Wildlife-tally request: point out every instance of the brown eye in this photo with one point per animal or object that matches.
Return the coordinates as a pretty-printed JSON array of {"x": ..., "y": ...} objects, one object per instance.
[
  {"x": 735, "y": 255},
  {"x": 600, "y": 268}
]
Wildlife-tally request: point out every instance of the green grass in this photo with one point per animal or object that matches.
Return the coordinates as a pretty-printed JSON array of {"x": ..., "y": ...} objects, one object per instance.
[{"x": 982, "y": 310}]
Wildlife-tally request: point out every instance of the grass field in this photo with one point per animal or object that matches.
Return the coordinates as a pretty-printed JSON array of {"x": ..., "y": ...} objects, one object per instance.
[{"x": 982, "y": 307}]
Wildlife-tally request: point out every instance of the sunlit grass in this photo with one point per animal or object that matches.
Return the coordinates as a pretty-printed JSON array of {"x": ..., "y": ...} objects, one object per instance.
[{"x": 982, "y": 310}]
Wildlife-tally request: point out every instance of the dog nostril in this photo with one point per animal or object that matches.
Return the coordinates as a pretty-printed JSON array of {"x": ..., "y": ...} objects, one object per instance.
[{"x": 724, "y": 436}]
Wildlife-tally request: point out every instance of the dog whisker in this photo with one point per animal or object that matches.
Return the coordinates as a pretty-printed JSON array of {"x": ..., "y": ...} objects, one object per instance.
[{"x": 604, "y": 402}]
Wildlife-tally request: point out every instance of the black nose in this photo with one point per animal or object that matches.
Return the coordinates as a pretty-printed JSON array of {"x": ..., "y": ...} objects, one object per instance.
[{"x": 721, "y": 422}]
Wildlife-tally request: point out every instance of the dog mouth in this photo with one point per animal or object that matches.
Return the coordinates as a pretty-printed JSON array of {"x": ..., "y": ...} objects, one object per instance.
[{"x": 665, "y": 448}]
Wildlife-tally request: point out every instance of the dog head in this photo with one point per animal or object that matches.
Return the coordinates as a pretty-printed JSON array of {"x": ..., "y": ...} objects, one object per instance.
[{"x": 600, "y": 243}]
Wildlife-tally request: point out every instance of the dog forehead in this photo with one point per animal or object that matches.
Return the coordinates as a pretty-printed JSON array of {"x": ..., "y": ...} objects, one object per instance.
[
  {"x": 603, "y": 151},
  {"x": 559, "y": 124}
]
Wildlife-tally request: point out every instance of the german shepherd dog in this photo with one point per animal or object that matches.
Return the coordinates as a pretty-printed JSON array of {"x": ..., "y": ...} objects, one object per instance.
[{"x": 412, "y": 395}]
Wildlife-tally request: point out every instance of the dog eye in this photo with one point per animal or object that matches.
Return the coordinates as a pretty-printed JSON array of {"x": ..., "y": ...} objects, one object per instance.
____________
## EXERCISE TASK
Set down the entries above again, word for word.

## OUTPUT BELOW
Wildlife-tally request: point out every instance of the brown eye in this photo with one point per animal or object that matches.
Return the coordinates as a pretty-printed JSON array of {"x": ..., "y": ...} objects, one object per instance.
[
  {"x": 735, "y": 255},
  {"x": 600, "y": 268}
]
Wildlife-tally request: point out every instance of the green grass in this photo with one point per animal or object that matches.
Return the coordinates as a pretty-printed JSON array of {"x": ..., "y": ...} objects, one object per instance.
[{"x": 982, "y": 310}]
Wildlife-tally request: point out every instance of the grass field in this photo with one point per animal or object that matches.
Return the coordinates as a pretty-printed JSON array of {"x": ..., "y": ...} objects, one object per instance.
[{"x": 982, "y": 307}]
Wildlife-tally request: point out every instance of the sunlit grass in this photo with one point per animal or object that matches.
Return the coordinates as a pretty-printed JSON array of {"x": ..., "y": ...} objects, one object per instance.
[{"x": 982, "y": 310}]
Wildlife-tally request: point out every instance of the dog nostril in this photo with one point per animal or object that matches.
Return the coordinates as a pretty-printed JSON array of {"x": ..., "y": ...} objects, one object per instance.
[{"x": 724, "y": 436}]
Wildlife-tally request: point out every instance of the dog whisker in this photo with one point per animal or object that matches.
Return the coordinates as a pretty-printed JSON array of {"x": ..., "y": ...} objects, one object per instance.
[{"x": 604, "y": 402}]
Wildlife-tally request: point out every instance of the black nose in this photo with one point per animal or object that matches.
Return the coordinates as a pretty-printed JSON array of {"x": ..., "y": ...} objects, one object per instance.
[{"x": 721, "y": 422}]
Wildlife-tally request: point out every instance of the dog mouth in this photo with one point per animal or object that matches.
Return the coordinates as a pretty-printed JSON array of {"x": ..., "y": ...} objects, one object per instance.
[{"x": 665, "y": 448}]
Wildlife-tally request: point out every instance of the dog head in this photo with one point per animal or object that matches.
Return the coordinates as a pretty-printed JSON array of {"x": ..., "y": ...} objects, one object per instance.
[{"x": 600, "y": 243}]
Wildlife-tally request: point out every instance of the dog forehead in this photo with one point per animal or object that matches.
Return the coordinates as a pretty-printed JSON array of {"x": ..., "y": ...} objects, one object per instance.
[
  {"x": 603, "y": 151},
  {"x": 559, "y": 124}
]
Wildlife-tally request: point out every instance of the german shepherd dog in this photo with one point per animal or object that matches.
Return the coordinates as a pretty-printed JSON array of {"x": ..., "y": ...} objects, one object per instance.
[{"x": 412, "y": 395}]
Wildlife-tally request: point out every instance of the dog eye in this photo with one point per animal or object that matches.
Return the coordinates as a pretty-printed JSON array of {"x": ..., "y": ...} objects, one object per instance.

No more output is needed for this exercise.